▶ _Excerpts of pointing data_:
* begin *
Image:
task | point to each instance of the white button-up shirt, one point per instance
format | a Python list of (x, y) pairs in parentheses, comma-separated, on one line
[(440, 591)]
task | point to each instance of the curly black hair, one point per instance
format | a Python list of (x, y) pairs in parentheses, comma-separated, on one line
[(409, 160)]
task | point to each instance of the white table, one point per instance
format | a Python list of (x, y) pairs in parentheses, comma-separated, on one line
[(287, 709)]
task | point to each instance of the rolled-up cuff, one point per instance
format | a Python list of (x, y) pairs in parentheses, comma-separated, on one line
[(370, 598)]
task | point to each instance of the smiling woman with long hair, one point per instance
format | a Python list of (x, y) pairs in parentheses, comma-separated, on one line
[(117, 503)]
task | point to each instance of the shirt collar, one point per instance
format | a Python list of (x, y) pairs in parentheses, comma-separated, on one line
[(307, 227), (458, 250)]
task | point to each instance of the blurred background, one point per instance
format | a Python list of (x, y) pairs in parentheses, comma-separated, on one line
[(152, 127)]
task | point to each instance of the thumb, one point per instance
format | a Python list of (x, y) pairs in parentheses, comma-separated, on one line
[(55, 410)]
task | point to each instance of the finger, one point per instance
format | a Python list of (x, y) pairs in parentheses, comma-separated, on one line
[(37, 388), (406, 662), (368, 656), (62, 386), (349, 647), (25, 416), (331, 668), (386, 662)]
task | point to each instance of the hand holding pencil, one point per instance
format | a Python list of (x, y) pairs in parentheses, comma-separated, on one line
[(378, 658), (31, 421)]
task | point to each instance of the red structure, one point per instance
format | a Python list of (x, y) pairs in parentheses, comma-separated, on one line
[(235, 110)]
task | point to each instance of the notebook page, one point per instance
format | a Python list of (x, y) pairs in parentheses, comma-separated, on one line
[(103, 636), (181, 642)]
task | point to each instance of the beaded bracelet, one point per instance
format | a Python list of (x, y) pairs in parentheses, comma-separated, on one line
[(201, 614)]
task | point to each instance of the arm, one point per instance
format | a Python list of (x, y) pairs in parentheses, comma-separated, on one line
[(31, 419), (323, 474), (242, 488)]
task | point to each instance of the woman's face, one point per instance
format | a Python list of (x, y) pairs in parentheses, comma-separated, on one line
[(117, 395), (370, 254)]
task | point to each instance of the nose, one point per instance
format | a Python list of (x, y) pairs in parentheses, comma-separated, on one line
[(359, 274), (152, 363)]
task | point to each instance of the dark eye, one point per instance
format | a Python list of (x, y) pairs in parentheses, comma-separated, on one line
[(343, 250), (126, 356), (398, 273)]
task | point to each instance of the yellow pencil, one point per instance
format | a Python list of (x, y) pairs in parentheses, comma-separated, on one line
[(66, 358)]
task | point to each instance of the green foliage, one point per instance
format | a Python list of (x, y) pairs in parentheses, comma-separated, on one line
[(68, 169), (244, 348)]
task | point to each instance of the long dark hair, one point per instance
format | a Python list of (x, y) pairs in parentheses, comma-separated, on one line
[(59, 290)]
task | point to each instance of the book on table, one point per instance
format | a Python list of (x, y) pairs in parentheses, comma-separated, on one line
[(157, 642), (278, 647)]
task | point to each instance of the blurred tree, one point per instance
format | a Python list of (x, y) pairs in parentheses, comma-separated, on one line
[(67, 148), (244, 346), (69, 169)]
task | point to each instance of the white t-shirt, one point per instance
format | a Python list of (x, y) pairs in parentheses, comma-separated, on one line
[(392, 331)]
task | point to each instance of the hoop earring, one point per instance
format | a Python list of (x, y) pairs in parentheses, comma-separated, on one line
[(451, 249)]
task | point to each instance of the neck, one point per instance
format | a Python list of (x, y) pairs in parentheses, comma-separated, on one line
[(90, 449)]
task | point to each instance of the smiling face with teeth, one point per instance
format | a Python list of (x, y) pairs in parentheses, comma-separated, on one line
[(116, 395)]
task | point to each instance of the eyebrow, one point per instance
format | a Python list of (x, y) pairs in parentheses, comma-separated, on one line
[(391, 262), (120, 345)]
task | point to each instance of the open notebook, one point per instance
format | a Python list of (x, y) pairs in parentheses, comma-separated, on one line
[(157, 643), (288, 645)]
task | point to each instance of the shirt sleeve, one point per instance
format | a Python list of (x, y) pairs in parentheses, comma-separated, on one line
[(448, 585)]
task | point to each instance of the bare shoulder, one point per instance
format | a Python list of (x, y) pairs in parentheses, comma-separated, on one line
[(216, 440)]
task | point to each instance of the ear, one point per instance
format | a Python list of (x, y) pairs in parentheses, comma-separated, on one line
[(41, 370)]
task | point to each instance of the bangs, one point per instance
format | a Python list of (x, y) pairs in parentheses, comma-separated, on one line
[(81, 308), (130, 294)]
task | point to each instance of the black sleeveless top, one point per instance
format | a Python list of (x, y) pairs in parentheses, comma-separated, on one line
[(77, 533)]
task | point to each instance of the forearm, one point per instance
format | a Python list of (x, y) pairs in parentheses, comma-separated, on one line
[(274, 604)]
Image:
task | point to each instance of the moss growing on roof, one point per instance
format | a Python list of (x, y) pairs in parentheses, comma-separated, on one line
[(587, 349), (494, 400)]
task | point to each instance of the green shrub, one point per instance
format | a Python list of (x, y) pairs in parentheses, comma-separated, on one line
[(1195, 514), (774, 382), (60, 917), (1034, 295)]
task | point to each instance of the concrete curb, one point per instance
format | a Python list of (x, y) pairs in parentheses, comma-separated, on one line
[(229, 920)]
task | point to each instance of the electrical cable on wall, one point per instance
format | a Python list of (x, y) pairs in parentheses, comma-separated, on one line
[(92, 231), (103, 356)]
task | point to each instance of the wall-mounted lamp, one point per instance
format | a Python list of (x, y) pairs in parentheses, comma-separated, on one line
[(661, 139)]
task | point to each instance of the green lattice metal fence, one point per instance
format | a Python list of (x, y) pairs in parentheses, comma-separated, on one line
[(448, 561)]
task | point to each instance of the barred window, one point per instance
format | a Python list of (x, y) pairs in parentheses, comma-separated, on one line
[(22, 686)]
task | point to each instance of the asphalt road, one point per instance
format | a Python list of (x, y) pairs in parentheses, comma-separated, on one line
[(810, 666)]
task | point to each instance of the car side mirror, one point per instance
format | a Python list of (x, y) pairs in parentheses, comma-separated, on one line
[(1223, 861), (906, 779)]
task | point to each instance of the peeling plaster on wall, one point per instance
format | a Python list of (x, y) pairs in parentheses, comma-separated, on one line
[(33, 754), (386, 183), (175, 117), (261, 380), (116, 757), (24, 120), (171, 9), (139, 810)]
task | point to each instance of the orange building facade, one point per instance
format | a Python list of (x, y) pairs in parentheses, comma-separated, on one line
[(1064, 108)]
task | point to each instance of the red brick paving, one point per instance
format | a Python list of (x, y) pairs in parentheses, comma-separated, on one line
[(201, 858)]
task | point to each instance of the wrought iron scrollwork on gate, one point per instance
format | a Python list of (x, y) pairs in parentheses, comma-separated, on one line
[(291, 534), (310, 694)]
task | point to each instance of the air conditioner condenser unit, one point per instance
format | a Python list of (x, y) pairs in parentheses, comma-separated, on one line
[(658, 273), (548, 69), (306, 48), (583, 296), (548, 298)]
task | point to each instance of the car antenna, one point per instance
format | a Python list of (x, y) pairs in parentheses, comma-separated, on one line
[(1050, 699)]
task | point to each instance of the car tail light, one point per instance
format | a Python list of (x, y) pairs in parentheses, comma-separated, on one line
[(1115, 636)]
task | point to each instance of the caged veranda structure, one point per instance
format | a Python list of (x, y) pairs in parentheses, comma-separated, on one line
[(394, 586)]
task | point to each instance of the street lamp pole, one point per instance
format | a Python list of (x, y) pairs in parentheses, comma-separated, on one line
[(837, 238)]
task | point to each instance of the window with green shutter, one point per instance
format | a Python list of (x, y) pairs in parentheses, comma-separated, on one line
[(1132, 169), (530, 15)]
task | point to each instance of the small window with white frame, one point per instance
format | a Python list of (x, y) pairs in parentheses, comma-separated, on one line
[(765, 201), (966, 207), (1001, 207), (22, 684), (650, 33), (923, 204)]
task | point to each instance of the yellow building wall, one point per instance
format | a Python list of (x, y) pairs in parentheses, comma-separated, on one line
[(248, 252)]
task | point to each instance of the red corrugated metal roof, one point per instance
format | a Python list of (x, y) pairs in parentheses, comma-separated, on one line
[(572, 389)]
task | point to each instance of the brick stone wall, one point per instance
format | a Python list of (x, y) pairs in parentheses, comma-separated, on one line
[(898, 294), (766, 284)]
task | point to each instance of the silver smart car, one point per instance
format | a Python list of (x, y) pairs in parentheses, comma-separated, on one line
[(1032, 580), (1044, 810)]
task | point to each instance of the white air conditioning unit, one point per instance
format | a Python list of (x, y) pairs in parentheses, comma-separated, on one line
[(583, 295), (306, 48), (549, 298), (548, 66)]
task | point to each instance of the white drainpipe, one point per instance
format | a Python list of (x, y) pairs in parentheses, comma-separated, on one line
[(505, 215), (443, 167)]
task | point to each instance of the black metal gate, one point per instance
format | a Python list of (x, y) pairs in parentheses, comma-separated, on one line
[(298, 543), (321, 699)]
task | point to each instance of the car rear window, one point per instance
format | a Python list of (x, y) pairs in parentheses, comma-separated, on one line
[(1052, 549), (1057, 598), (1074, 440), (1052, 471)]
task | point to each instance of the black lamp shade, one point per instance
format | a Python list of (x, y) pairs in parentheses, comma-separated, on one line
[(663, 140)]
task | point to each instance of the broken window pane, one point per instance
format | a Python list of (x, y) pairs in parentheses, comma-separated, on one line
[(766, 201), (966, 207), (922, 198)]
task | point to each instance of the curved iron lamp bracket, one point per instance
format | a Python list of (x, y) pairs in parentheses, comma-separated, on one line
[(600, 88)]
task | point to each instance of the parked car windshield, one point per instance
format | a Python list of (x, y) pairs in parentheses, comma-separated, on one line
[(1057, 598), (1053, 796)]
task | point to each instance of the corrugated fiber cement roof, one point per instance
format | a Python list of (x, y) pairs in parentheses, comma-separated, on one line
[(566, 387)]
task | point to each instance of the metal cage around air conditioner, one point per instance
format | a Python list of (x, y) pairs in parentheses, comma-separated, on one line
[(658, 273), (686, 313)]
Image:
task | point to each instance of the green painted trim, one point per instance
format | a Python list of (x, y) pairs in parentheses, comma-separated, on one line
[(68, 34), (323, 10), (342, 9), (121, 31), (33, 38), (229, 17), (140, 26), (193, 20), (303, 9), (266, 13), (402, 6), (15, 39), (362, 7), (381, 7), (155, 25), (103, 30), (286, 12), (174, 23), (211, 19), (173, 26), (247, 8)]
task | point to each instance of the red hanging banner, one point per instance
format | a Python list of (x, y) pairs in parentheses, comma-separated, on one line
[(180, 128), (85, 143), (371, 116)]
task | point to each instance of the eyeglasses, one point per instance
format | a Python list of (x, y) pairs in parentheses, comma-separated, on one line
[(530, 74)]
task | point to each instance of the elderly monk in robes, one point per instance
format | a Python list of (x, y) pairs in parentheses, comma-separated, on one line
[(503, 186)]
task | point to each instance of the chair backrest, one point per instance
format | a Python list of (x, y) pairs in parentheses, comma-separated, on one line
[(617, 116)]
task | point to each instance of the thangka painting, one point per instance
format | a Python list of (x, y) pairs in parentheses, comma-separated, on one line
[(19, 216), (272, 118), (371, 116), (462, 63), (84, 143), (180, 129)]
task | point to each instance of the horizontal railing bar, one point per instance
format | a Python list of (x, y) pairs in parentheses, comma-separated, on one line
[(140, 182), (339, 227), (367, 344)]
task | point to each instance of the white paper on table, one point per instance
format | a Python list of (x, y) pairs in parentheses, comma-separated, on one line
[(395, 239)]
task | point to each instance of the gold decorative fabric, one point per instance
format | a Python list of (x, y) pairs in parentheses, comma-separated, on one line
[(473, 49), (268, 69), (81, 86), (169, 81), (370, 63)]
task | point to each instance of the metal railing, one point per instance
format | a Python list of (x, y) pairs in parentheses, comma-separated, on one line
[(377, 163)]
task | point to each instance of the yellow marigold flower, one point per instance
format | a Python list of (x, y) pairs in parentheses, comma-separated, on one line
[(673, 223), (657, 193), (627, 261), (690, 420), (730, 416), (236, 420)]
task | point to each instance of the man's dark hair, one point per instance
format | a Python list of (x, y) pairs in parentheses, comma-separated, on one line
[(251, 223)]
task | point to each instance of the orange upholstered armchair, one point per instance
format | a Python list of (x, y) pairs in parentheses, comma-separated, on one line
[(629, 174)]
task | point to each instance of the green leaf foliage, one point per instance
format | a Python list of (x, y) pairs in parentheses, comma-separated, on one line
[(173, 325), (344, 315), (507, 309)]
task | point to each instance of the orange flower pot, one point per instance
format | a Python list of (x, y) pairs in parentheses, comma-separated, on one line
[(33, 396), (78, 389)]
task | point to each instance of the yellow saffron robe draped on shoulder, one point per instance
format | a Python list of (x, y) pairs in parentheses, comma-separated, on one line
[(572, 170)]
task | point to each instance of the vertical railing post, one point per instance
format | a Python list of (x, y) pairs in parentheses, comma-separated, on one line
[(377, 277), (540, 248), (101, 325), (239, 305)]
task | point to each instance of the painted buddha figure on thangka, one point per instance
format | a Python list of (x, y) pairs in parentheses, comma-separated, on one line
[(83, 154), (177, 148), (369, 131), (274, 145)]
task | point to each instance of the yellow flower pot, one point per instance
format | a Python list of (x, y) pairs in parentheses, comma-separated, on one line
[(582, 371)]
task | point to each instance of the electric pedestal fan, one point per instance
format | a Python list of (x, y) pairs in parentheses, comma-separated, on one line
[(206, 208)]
* end *
▶ _Exercise description_:
Return every line of the records from the one containing "task | point to each instance of the orange building" down to the one containing "[(291, 534), (310, 694)]", both included, reproduced word for word.

▶ _Result of the task_:
task | point to each instance of the orange building facade, one point per instance
format | a Python list of (x, y) pairs in parentheses, comma-separated, on one line
[(1064, 108)]
task | point to each instance of the red brick paving, one point per instance
format | a Python list of (x, y) pairs in parentheses, comma-separated, on one line
[(201, 858)]
task | point to each instance of the wrought iron scrollwork on gate, one point per instance
format | a Python list of (x, y) pairs in parentheses, comma-separated, on one line
[(291, 534), (310, 694)]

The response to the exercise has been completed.